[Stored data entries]
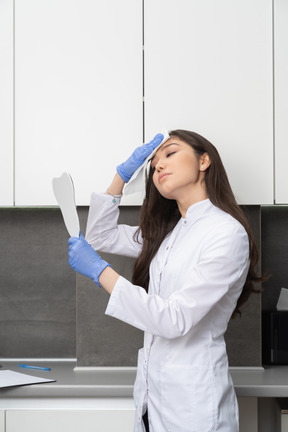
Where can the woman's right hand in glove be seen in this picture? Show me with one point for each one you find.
(127, 169)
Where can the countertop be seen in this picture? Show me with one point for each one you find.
(73, 382)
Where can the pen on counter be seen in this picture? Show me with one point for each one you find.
(33, 367)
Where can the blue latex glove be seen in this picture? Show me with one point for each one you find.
(127, 169)
(84, 259)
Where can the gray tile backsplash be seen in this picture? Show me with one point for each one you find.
(37, 286)
(48, 311)
(274, 252)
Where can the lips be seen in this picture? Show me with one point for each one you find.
(162, 176)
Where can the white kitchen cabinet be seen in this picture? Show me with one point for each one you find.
(281, 100)
(2, 421)
(78, 93)
(110, 419)
(208, 68)
(68, 420)
(6, 102)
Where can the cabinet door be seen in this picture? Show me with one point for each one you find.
(78, 100)
(2, 421)
(281, 100)
(72, 421)
(6, 102)
(208, 68)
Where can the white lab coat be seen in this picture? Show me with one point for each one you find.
(196, 278)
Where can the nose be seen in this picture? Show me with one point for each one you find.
(159, 165)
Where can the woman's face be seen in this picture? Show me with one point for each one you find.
(178, 173)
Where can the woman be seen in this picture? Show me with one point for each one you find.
(194, 269)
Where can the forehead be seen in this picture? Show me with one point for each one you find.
(167, 144)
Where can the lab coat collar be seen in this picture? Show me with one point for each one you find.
(197, 210)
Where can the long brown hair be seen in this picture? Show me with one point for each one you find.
(159, 215)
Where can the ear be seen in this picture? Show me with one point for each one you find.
(204, 162)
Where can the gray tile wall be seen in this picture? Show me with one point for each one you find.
(274, 252)
(39, 293)
(37, 286)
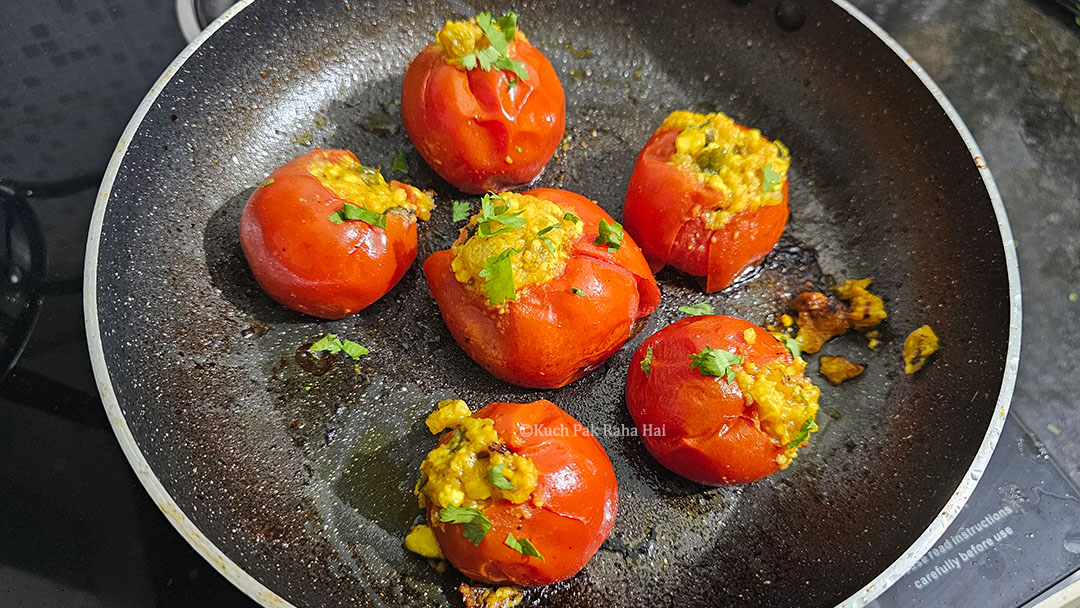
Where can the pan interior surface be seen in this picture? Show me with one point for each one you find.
(305, 482)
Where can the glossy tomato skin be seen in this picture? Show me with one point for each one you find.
(476, 131)
(661, 211)
(709, 433)
(309, 264)
(550, 337)
(578, 492)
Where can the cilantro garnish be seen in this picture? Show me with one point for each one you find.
(716, 362)
(697, 310)
(499, 34)
(354, 212)
(498, 480)
(476, 524)
(524, 546)
(770, 179)
(808, 427)
(400, 164)
(547, 241)
(331, 343)
(610, 234)
(461, 211)
(647, 362)
(490, 214)
(793, 346)
(499, 278)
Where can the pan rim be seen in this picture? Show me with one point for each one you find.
(266, 597)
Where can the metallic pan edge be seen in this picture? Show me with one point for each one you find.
(266, 597)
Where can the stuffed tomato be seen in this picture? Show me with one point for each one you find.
(326, 235)
(514, 494)
(483, 106)
(719, 400)
(707, 197)
(541, 287)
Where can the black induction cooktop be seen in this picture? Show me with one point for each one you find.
(77, 529)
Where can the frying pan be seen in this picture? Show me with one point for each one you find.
(297, 486)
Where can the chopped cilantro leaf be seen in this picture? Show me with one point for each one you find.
(770, 179)
(354, 212)
(524, 546)
(352, 349)
(499, 34)
(498, 480)
(610, 234)
(793, 346)
(647, 362)
(461, 211)
(698, 309)
(476, 524)
(498, 274)
(808, 427)
(400, 164)
(716, 362)
(326, 343)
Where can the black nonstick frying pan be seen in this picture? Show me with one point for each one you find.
(296, 485)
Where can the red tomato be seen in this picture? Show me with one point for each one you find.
(476, 131)
(577, 490)
(550, 337)
(309, 264)
(662, 211)
(709, 433)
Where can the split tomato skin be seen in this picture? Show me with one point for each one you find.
(577, 490)
(550, 336)
(662, 208)
(311, 265)
(473, 129)
(696, 426)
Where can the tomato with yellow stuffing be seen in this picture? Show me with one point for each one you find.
(719, 400)
(326, 235)
(707, 197)
(483, 107)
(541, 287)
(514, 494)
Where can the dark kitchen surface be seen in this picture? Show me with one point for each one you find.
(77, 528)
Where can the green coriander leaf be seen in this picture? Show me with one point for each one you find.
(697, 310)
(770, 179)
(647, 362)
(498, 480)
(498, 274)
(610, 234)
(352, 349)
(326, 343)
(400, 164)
(716, 362)
(793, 346)
(369, 217)
(808, 427)
(476, 524)
(524, 546)
(461, 211)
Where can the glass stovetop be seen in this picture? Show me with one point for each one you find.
(77, 529)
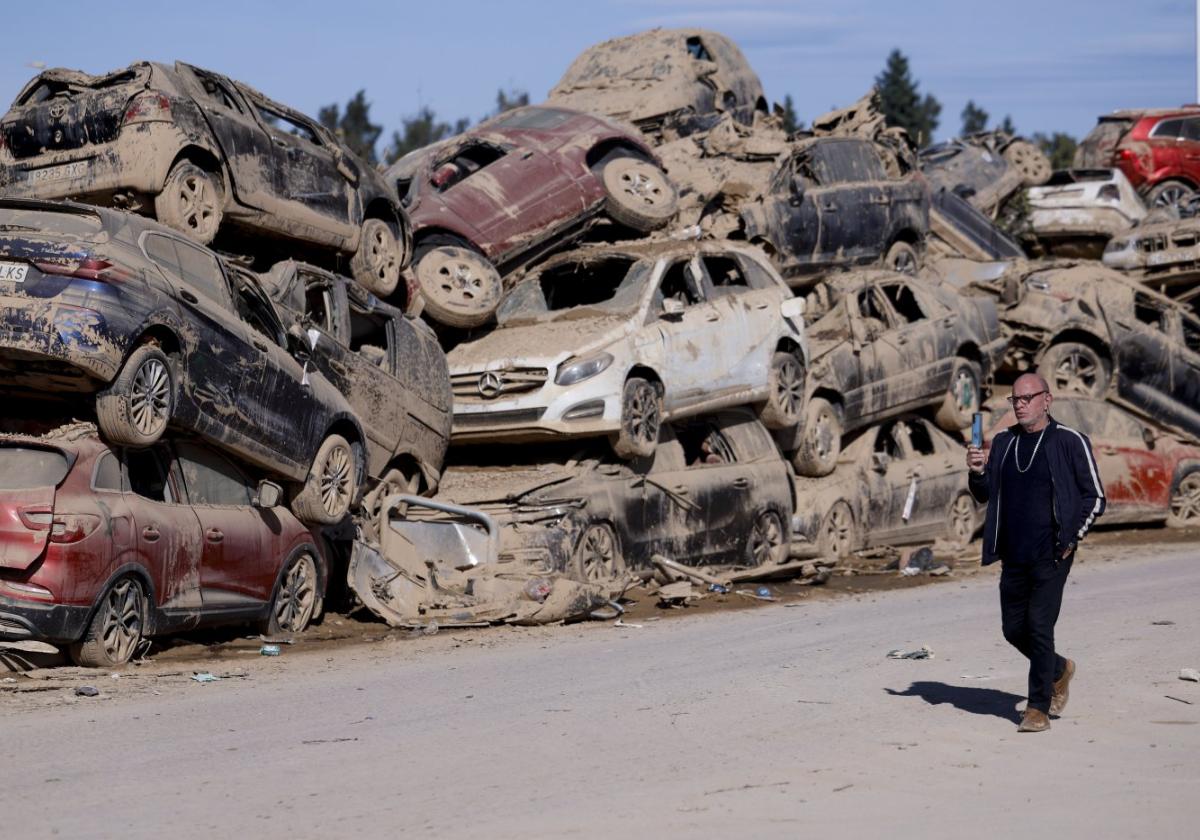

Assignment. Each record must be repeated verbatim, and no picture may appear in the copy.

Exercise solution.
Where can the woman's right hand in glove be seen in this picture? Show me with one point for each one you find.
(127, 169)
Where can the countertop be seen in this picture? Show me with one point for each one you find.
(73, 382)
Where can the pen on counter be seen in this picture? Show me with one point for each one you find.
(33, 367)
Where can the blue latex glove be seen in this picture? Show me with one point for each one you find.
(127, 169)
(84, 259)
Where can the gray tile backsplash be seen in this picture? Show me with one point for each one you find.
(37, 286)
(48, 311)
(274, 252)
Where can the lips be seen in this picture? Show me with one point for each one you find.
(162, 176)
Where can the white kitchen cabinet be seen in this picture? Show me with one point for each one you find.
(281, 100)
(2, 421)
(78, 93)
(110, 419)
(208, 68)
(68, 420)
(6, 102)
Where can the cabinet door be seen in this picture? Show me with one point for each one you find.
(78, 100)
(2, 421)
(281, 100)
(72, 421)
(6, 102)
(208, 68)
Where can the white lab coat be seen in this picture? Show me with one point for each one you find.
(196, 278)
Where can the nose be seen in this picture? Show me with one point for each one you find.
(159, 165)
Where can the woman's face be seen in this picture? Show me with one point for each one you find.
(178, 173)
Where can the woman be seen in this picture? Show me with one point for each one you find.
(194, 269)
Where can the forehead be seen in this picture? Show me with one point for each one you find.
(167, 144)
Where can the lab coat collar be seen in this picture? Show me with one point for each one you find.
(197, 210)
Where can the long brown hair be seen in this picture? Show me with one point for each one you find.
(159, 215)
Where can the ear be seen in this picture? Show me with one point for each one you find.
(204, 162)
Where can the gray tile wall be seen in this picture? Show me with one point for each one you find.
(274, 252)
(39, 293)
(37, 286)
Where can the pan interior surface be seen in this picture? Show me with one point for each one you find.
(305, 482)
Where can the glossy tomato skin be seen in this picture? Show me with one point for each one you find.
(476, 131)
(661, 211)
(709, 433)
(309, 264)
(550, 337)
(578, 492)
Where can the cilantro garnish be seen in this picture? Show me with one point for each one you find.
(716, 362)
(697, 310)
(499, 34)
(354, 212)
(498, 480)
(476, 524)
(524, 546)
(770, 179)
(808, 427)
(400, 164)
(547, 241)
(331, 343)
(610, 234)
(461, 211)
(647, 362)
(490, 214)
(793, 346)
(499, 278)
Where can the pan rim be seen in this picture? Show me with one point for each one you find.
(266, 597)
Where can the metallic pan edge be seen in this picture? Show me with one point for each one you find.
(266, 597)
Where can the stuffed tomato be seen in this picture? Show me with one point for each one you find.
(326, 235)
(514, 494)
(483, 106)
(719, 400)
(707, 197)
(541, 287)
Where can the black induction cooktop be seen in this picture? Show me with one point for each one you find.
(77, 529)
Where can the frying pan be seen in this picture? Show me with one point for each one you find.
(297, 486)
Where can the chopped cilantro leaf be seen in this picture? Show me with one point for each one you find.
(770, 179)
(354, 212)
(524, 546)
(352, 349)
(499, 34)
(498, 480)
(610, 234)
(793, 346)
(647, 362)
(461, 211)
(698, 309)
(476, 524)
(498, 274)
(808, 427)
(400, 164)
(716, 362)
(326, 343)
Where can the black nonstick frying pan be seen in this picture? Show me with one point for each one you find.
(296, 485)
Where can the red tomato be seen in this picture? Show me with one point for each one you find.
(476, 131)
(577, 490)
(550, 337)
(309, 264)
(662, 211)
(709, 433)
Where can the split tomato skin be seen in this picture? Show me with one point for each one you find.
(577, 490)
(550, 336)
(662, 208)
(311, 265)
(473, 129)
(696, 426)
Where can the tomato with yellow stuffing be seen in this picture? Show me with one point for each one you find.
(719, 400)
(326, 235)
(707, 197)
(483, 107)
(541, 287)
(514, 494)
Where can the dark kitchen surface be seen in this picture? Show me with one point for each one you find.
(77, 528)
Where can the green coriander leaf be seen in this picture? Show me with one point for each one you find.
(697, 310)
(770, 179)
(647, 362)
(498, 480)
(498, 274)
(610, 234)
(352, 349)
(326, 343)
(400, 164)
(716, 362)
(793, 346)
(369, 217)
(808, 427)
(476, 524)
(524, 546)
(461, 211)
Where can the glass stovetop be seen in this picture? Show me with one point for each one you find.
(77, 529)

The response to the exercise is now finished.